#### EXERCISE INSTRUCTIONS
Here are some records; return them all exactly.

#### MATERIAL SUPPLIED
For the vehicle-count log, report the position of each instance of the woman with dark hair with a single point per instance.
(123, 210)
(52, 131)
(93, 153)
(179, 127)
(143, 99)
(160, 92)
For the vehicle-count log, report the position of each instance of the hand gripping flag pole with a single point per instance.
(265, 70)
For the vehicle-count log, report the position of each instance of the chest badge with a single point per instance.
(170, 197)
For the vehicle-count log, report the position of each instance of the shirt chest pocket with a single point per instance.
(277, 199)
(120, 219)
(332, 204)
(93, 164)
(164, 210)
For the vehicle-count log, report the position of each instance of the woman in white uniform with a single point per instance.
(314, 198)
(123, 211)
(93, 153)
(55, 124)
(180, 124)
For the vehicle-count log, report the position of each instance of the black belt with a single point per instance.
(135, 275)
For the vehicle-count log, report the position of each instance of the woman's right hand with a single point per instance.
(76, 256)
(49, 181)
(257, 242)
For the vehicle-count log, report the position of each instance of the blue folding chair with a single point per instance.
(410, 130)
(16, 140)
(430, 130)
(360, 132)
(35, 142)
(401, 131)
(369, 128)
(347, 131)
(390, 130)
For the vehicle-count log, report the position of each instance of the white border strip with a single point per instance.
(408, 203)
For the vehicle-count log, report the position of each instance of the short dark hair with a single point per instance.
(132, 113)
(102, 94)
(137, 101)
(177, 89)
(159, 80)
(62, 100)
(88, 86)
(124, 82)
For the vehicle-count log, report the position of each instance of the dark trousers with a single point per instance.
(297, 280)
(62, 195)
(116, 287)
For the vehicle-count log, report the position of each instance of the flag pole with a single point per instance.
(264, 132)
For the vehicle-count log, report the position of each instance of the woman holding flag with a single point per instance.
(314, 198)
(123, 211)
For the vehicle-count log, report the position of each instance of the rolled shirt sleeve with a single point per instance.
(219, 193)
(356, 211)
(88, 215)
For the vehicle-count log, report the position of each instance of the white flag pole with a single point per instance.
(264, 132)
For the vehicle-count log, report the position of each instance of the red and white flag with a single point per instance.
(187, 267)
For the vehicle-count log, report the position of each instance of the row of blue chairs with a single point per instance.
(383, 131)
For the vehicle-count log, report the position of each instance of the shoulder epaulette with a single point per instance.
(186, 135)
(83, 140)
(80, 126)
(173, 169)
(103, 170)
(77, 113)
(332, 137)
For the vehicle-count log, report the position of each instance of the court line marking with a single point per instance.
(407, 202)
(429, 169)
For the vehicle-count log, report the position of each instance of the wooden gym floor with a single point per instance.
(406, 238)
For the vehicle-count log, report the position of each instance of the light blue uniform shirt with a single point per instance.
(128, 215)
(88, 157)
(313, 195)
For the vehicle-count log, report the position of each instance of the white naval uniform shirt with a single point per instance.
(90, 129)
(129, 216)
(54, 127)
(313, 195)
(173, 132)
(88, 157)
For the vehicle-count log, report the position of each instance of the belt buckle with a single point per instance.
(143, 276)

#### SOLUTION FOR THIS PROBLEM
For the vehicle-count log, report the position of each instance of the woman with dark hair with a single point per instance.
(123, 210)
(52, 131)
(93, 153)
(179, 127)
(143, 99)
(160, 92)
For the vehicle-count log, report the position of each instance of the hand gripping flag pole with a single point per instance.
(265, 70)
For the vehicle-count log, report the position of each instance of the chest badge with a single point per instance.
(170, 197)
For the vehicle-count log, report the position of each instance of the shirt chest pocket with a single point per instance.
(277, 199)
(120, 219)
(332, 204)
(93, 164)
(164, 210)
For the vehicle-count log, report the position of each instance of the woman in white uniform with a single point per instance.
(314, 198)
(123, 211)
(93, 153)
(55, 124)
(180, 124)
For the vehicle-count log, report the position of each instance of the black belt with a single point per instance.
(135, 275)
For the vehicle-count log, report the position of each instance of the woman's right hand with a single point per instance.
(76, 256)
(49, 181)
(257, 242)
For the vehicle-count log, report the position of each instance of the blue folding chair with a single point per instance.
(410, 130)
(16, 140)
(430, 130)
(360, 132)
(35, 142)
(401, 131)
(369, 128)
(347, 131)
(390, 130)
For the vehicle-count log, report the position of each instance of the white border strip with a single point per instance.
(408, 203)
For the vehicle-count log, report the position of each instance of the short dark hair with a single point per instance.
(132, 113)
(102, 94)
(137, 101)
(177, 89)
(159, 80)
(62, 100)
(88, 86)
(124, 82)
For the vehicle-count log, report the position of each instance of the dark trousers with a single point per instance.
(297, 280)
(62, 195)
(116, 287)
For the vehicle-count log, report the position of each instance of the flag pole with a single point per instance.
(264, 132)
For the vehicle-count log, report the position of each instance of the woman holding flag with a single point per instance.
(314, 198)
(123, 211)
For the vehicle-count log, report the position of each instance of the rolled shirt sleeve with a single point per instance.
(219, 193)
(356, 211)
(88, 215)
For the vehicle-count log, report the position of each instance of the white flag pole with a single point per instance.
(264, 132)
For the vehicle-count log, report the position of each instance of the red and white flag with a single point per instance.
(187, 267)
For the vehicle-count log, report the position of each instance of the row of blue chairs with a single point per instance.
(383, 131)
For the vehicle-count log, report the position of each instance of the shoulder epaulette with a single point per instance.
(186, 135)
(83, 140)
(80, 126)
(173, 169)
(103, 170)
(77, 113)
(332, 137)
For the vehicle-count log, report the position of each instance of the court line marking with a single point per instance.
(407, 202)
(429, 169)
For the vehicle-count log, report the position of each instance of the wooden gym floor with a single point per instance.
(406, 238)
For the vehicle-count log, report the position of each instance of the light blue uniform shirt with a single point per instance.
(128, 215)
(88, 157)
(313, 195)
For the vehicle-count log, report the position of each instance of the white naval uniform shirt with a single point per instance.
(90, 129)
(129, 216)
(54, 127)
(313, 195)
(173, 132)
(88, 157)
For the vehicle-count log, report the position of each instance of the belt buckle with a single point per instance.
(143, 276)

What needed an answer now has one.